Collected data entries
---

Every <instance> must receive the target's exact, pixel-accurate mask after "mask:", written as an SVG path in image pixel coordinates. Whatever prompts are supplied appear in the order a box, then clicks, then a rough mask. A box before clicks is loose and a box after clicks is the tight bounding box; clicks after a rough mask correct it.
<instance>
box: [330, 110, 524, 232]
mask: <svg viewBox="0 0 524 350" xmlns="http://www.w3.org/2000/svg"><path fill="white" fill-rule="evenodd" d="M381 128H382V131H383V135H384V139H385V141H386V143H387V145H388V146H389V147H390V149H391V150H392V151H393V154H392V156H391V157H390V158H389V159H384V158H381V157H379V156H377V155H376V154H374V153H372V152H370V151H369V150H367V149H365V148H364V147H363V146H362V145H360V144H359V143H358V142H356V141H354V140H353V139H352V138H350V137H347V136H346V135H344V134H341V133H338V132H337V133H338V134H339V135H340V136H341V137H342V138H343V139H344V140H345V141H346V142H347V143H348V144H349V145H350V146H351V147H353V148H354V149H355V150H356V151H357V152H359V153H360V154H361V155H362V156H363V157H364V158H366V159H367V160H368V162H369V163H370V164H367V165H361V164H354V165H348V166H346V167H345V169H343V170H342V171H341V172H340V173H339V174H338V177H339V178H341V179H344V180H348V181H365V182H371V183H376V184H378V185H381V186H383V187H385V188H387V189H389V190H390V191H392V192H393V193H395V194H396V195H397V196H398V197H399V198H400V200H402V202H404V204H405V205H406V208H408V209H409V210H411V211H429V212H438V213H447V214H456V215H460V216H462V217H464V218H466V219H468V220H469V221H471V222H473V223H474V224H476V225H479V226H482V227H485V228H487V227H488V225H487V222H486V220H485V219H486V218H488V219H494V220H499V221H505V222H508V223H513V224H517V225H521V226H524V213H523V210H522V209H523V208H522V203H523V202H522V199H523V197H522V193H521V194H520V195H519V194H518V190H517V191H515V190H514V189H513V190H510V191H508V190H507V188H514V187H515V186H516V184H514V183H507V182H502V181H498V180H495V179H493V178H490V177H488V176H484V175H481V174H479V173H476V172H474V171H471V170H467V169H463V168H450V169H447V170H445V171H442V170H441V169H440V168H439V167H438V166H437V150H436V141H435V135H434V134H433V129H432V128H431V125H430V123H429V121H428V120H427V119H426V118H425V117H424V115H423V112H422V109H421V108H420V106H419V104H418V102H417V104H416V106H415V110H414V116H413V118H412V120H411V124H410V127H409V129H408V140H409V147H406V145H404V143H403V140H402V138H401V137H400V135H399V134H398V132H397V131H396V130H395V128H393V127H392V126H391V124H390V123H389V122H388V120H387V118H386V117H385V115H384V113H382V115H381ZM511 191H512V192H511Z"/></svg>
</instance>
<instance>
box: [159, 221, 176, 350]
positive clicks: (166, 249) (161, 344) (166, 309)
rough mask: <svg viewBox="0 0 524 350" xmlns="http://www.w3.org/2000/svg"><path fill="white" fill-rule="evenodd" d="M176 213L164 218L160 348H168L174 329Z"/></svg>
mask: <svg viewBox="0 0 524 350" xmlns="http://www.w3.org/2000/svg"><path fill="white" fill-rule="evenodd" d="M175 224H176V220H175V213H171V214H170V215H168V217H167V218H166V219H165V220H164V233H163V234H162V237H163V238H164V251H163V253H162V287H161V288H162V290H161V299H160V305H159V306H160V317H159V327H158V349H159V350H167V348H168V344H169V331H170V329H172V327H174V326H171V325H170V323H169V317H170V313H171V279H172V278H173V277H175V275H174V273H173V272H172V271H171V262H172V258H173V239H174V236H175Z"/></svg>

---

What is required – Return every entry verbatim.

Result of this exercise –
Every <instance> must receive the target's exact, pixel-accurate mask after "mask:", written as an SVG path in image pixel coordinates. Whatever prompts are supplied appear in the order a box, then clicks, then a rough mask. A box before clicks is loose and a box after clicks is the tight bounding box; clicks after a rough mask correct it.
<instance>
box: [330, 110, 524, 232]
mask: <svg viewBox="0 0 524 350" xmlns="http://www.w3.org/2000/svg"><path fill="white" fill-rule="evenodd" d="M381 128H382V131H383V135H384V139H385V141H386V143H387V145H388V146H389V147H390V149H391V150H392V151H393V154H392V156H391V157H390V158H389V159H384V158H381V157H379V156H377V155H376V154H374V153H372V152H370V151H369V150H367V149H365V148H364V147H363V146H362V145H360V144H359V143H358V142H356V141H354V140H353V139H352V138H350V137H347V136H346V135H344V134H341V133H338V132H337V133H338V134H339V135H340V136H341V137H342V138H343V139H344V140H345V141H346V142H347V143H348V144H349V145H350V146H351V147H353V148H354V149H355V150H356V151H357V152H359V153H360V154H361V155H362V156H363V157H364V158H366V159H367V160H368V162H369V163H370V164H367V165H361V164H354V165H348V166H346V167H345V169H343V170H342V171H341V172H340V173H339V174H338V177H339V178H341V179H344V180H348V181H365V182H371V183H376V184H378V185H381V186H383V187H385V188H387V189H389V190H390V191H392V192H393V193H395V194H396V195H397V196H398V197H399V198H400V200H402V202H404V204H405V205H406V208H408V209H409V210H411V211H429V212H438V213H447V214H456V215H460V216H462V217H464V218H466V219H468V220H469V221H471V222H473V223H474V224H476V225H479V226H482V227H485V228H487V227H488V225H487V222H486V220H485V219H486V218H488V219H494V220H499V221H505V222H508V223H513V224H517V225H521V226H524V213H523V210H522V209H523V208H522V203H523V202H522V199H523V197H522V193H521V194H520V195H519V194H518V190H517V191H515V190H514V189H513V190H510V191H508V190H507V188H514V187H515V186H516V184H514V183H507V182H502V181H498V180H495V179H493V178H490V177H488V176H484V175H481V174H479V173H476V172H474V171H471V170H467V169H463V168H450V169H447V170H445V171H442V170H441V169H440V168H439V167H438V166H437V150H436V141H435V135H434V134H433V129H432V128H431V125H430V123H429V121H428V120H427V119H426V118H425V117H424V115H423V112H422V109H421V108H420V106H419V104H418V102H417V104H416V106H415V110H414V116H413V118H412V120H411V124H410V127H409V129H408V140H409V147H406V145H404V143H403V140H402V138H401V137H400V135H399V134H398V132H397V131H396V130H395V128H393V127H392V126H391V124H390V123H389V122H388V120H387V118H386V117H385V115H384V113H382V115H381ZM511 191H512V192H511Z"/></svg>
</instance>
<instance>
box: [159, 221, 176, 350]
positive clicks: (166, 249) (161, 344) (166, 309)
rough mask: <svg viewBox="0 0 524 350" xmlns="http://www.w3.org/2000/svg"><path fill="white" fill-rule="evenodd" d="M176 213L164 218L160 348H168L174 329Z"/></svg>
mask: <svg viewBox="0 0 524 350" xmlns="http://www.w3.org/2000/svg"><path fill="white" fill-rule="evenodd" d="M175 224H176V220H175V213H171V214H170V215H168V217H167V218H166V219H165V220H164V233H163V234H162V237H163V238H164V251H163V253H162V287H161V288H162V290H161V299H160V305H159V306H160V317H159V327H158V349H159V350H167V348H168V344H169V331H170V329H172V327H174V326H171V325H170V323H169V317H170V313H171V279H172V278H173V277H175V275H174V273H173V272H172V271H171V262H172V258H173V239H174V236H175Z"/></svg>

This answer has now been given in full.